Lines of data
/---
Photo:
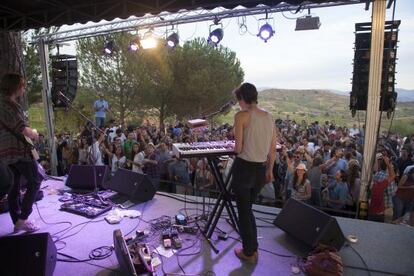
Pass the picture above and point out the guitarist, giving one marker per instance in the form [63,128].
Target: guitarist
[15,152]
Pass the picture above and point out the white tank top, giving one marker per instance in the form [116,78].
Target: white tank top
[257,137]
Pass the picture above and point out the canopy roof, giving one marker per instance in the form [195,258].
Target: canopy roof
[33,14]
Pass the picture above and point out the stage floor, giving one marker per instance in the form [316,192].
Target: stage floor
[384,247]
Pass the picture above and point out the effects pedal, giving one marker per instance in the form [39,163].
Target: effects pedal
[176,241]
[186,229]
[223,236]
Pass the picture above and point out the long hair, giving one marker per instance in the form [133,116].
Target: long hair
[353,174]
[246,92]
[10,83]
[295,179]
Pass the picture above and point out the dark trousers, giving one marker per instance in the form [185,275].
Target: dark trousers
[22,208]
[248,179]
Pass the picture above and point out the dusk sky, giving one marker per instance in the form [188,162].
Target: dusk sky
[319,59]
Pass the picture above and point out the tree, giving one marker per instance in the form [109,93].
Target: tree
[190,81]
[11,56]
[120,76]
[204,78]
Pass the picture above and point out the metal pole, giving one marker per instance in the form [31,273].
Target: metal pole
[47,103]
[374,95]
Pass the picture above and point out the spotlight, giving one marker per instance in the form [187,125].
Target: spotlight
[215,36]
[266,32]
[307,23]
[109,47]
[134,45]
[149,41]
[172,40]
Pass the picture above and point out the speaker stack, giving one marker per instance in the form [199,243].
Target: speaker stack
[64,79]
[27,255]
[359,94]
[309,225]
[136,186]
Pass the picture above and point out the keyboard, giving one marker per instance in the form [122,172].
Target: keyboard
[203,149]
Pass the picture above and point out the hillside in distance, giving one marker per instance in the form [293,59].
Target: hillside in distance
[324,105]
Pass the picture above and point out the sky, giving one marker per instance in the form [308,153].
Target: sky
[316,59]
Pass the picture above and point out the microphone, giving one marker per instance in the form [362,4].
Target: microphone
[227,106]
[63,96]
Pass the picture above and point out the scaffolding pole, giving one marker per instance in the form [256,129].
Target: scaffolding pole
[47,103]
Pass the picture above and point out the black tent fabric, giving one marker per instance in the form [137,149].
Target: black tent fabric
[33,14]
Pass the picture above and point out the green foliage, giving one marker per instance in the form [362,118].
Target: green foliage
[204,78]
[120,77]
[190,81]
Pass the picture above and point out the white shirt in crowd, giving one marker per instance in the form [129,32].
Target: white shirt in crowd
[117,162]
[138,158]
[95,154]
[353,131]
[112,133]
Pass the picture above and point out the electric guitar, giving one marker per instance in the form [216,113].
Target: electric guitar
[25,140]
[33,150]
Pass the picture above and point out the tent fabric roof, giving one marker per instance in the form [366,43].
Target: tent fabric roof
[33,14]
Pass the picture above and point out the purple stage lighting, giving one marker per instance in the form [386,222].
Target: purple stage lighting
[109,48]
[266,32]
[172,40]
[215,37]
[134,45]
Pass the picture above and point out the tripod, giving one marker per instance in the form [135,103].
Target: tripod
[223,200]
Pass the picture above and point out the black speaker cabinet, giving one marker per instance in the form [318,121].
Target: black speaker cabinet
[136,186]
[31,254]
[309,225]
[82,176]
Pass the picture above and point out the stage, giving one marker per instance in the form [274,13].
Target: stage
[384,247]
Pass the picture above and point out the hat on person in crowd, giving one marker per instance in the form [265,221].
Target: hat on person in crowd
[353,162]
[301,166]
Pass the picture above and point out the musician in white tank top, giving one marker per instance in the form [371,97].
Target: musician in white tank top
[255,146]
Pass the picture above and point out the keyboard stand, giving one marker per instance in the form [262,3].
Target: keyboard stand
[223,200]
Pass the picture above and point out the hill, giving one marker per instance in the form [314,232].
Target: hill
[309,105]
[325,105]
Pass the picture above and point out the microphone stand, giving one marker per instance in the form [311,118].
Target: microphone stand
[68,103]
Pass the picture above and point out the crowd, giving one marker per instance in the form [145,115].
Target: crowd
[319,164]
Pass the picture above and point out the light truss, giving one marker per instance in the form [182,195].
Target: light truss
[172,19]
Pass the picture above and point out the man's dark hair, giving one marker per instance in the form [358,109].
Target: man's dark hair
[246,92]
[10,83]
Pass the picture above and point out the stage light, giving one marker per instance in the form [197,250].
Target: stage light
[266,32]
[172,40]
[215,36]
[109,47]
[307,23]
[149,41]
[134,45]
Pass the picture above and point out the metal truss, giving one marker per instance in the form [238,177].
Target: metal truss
\---
*Directions*. In the records above, find the line containing "Pass the picture above and point out the musician"; please retype it and every line after it through the last line, exactly and with nothing else.

*Exercise answer*.
Pass the picture above and point out the musician in white tank top, giving one marker per instance in the form [371,97].
Target: musician in white tank top
[255,146]
Pass the picture above and point out the keyboard stand, giving one marker per instance in the form [262,3].
Target: keyboard stand
[223,200]
Pass the picture above and point out the hill, giving one marker per instance in the form [314,232].
Target: hill
[309,105]
[325,105]
Pass the picture above and point out the microphone stand, giving one marker per instance in the form [311,118].
Target: microphone stand
[68,103]
Pass the picture above and point out the crowd, giving one marker per instance in the form [145,115].
Target: crowd
[319,164]
Pass the picture above and point out the light truss, giving one marker per instance in the form [182,195].
Target: light truss
[172,19]
Pass the picture above and point out the man's dark hair, giving one marker per instance in the form [358,109].
Target: man's dark hair
[246,92]
[10,83]
Pass the picture above and point out the stage light, giving one marker per instance in the form [197,250].
Target: stage light
[266,32]
[172,40]
[215,36]
[109,47]
[307,23]
[149,41]
[134,45]
Pass the picture above and point out the metal truss, giving one marker per instance in the form [238,177].
Target: metal truss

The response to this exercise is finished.